● **Task brief**:
Across the records, count every line that includes "shirt" and give the number by itself.

--- --- ---

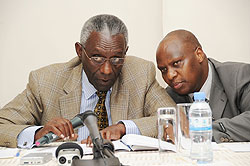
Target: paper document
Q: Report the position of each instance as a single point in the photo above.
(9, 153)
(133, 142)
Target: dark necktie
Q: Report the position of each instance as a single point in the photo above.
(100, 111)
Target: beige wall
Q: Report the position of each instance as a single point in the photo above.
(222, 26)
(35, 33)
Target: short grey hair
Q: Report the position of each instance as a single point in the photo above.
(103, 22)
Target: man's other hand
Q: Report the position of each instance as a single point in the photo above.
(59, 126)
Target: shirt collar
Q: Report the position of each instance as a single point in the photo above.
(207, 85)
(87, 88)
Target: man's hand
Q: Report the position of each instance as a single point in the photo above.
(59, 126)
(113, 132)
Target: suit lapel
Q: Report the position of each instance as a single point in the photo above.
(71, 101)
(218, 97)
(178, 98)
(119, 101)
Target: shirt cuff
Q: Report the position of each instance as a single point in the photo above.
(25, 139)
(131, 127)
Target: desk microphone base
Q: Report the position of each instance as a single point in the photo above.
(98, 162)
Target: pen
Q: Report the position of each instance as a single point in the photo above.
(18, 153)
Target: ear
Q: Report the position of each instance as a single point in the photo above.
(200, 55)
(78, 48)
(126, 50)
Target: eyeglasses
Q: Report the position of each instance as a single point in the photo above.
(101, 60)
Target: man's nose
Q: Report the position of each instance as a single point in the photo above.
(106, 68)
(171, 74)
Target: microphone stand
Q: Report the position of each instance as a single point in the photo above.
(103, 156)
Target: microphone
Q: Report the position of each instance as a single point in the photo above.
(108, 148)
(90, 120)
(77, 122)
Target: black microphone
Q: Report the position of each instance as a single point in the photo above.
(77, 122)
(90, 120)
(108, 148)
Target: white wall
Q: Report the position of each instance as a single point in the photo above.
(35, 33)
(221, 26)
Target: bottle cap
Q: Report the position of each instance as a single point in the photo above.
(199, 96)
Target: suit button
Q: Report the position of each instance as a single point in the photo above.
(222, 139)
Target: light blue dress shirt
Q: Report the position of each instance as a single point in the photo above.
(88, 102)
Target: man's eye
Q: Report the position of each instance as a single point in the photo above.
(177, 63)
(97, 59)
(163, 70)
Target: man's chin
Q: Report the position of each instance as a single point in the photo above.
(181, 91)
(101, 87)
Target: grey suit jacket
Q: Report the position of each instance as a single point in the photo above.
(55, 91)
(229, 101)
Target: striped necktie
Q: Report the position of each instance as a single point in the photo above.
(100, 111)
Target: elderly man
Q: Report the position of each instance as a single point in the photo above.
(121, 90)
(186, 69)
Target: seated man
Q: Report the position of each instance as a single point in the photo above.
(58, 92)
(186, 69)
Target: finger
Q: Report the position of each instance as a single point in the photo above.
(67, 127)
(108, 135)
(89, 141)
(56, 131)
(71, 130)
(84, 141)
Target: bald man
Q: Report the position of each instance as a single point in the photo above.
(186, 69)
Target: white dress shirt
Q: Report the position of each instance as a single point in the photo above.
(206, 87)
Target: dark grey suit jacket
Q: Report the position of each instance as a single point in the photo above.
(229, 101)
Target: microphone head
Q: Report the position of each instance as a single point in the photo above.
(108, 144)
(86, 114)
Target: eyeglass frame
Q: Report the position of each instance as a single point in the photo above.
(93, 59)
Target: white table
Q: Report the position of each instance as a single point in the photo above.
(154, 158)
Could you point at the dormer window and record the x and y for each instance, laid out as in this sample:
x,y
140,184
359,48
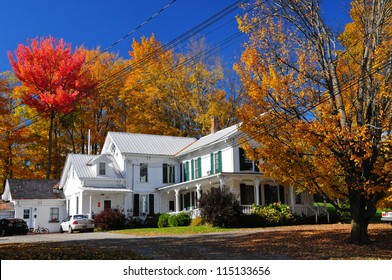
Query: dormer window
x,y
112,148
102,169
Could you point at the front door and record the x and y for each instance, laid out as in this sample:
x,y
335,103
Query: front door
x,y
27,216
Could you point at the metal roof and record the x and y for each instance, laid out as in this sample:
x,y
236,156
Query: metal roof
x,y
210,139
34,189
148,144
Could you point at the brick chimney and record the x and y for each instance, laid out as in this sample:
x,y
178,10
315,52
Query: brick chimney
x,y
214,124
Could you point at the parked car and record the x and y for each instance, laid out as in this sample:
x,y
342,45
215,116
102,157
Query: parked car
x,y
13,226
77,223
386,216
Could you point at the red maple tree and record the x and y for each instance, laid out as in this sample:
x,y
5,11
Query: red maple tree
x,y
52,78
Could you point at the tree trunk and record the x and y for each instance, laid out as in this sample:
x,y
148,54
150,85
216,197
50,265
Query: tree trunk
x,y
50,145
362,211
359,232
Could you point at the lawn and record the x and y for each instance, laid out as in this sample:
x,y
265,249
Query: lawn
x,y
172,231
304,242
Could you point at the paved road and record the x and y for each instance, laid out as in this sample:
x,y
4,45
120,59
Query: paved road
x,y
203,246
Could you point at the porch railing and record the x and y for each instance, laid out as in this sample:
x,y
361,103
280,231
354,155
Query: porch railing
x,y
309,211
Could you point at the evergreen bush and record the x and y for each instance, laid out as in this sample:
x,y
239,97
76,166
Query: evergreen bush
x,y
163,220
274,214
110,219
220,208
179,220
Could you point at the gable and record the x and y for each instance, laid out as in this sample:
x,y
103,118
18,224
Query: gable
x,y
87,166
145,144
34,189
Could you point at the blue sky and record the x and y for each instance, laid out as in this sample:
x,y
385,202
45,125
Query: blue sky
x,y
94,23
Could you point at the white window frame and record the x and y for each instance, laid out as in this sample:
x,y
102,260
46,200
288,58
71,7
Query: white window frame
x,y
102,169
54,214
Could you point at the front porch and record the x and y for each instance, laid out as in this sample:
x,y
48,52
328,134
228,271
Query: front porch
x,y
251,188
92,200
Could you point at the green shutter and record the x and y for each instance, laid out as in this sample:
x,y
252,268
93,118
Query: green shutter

--- --- ---

● **Written response**:
4